[[ Exercise inputs open ]]
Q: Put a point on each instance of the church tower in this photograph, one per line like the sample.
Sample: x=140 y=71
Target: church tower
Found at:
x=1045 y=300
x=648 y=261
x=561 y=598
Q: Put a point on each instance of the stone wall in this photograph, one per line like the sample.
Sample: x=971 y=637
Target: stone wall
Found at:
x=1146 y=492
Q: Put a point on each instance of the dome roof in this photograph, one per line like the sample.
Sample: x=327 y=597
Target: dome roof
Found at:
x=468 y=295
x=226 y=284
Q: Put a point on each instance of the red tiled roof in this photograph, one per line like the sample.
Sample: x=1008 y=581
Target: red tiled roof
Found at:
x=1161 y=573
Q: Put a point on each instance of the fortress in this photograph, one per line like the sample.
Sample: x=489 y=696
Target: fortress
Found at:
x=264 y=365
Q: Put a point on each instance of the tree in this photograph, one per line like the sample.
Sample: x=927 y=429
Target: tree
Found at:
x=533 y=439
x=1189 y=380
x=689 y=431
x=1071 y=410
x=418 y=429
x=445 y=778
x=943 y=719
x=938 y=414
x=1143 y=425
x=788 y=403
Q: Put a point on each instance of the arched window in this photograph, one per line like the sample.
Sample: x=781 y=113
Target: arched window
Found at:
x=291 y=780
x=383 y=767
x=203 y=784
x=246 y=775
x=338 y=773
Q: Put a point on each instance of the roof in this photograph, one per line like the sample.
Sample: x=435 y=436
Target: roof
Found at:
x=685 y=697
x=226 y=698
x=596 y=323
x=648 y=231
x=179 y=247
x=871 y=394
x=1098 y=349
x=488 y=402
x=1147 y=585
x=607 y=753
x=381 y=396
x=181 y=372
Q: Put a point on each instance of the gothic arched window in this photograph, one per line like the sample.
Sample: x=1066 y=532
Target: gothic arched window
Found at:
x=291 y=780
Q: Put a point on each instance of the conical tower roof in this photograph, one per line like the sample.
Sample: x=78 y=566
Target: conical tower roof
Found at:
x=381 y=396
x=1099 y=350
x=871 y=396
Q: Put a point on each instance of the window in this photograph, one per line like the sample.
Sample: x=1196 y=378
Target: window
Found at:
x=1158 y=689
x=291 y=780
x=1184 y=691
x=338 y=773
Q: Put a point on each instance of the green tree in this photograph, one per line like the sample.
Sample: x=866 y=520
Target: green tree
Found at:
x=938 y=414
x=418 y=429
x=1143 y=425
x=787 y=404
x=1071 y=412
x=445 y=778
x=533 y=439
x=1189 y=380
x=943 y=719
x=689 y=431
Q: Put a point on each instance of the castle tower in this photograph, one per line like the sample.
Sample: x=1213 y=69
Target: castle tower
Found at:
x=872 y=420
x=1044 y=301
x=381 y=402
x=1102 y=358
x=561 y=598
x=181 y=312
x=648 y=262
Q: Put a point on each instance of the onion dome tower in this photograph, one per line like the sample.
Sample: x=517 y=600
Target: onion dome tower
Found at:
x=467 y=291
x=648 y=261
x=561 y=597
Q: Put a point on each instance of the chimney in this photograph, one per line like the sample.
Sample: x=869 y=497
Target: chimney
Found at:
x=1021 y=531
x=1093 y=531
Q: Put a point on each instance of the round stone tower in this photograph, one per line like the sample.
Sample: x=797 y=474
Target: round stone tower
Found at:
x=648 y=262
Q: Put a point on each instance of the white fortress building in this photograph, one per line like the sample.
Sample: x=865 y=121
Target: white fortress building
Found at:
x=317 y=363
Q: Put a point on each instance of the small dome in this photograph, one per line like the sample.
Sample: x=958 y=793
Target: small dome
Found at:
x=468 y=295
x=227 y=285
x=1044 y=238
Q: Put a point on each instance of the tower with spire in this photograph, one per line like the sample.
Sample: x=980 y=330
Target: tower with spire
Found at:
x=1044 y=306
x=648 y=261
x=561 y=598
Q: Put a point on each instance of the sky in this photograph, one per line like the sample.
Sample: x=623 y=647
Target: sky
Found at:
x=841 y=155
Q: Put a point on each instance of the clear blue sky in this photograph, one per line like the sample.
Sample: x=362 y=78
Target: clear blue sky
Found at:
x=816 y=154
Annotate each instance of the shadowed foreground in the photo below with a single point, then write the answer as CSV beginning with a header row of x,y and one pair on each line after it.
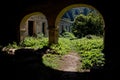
[[ Exercise inputs closed ]]
→ **Task requirements**
Check the data for the word "white" and pull out the lines that have it.

→ **Exercise solution**
Q: Put a point on each instance of the white fortress building in this photograph, one per line like the sample.
Target: white fortress building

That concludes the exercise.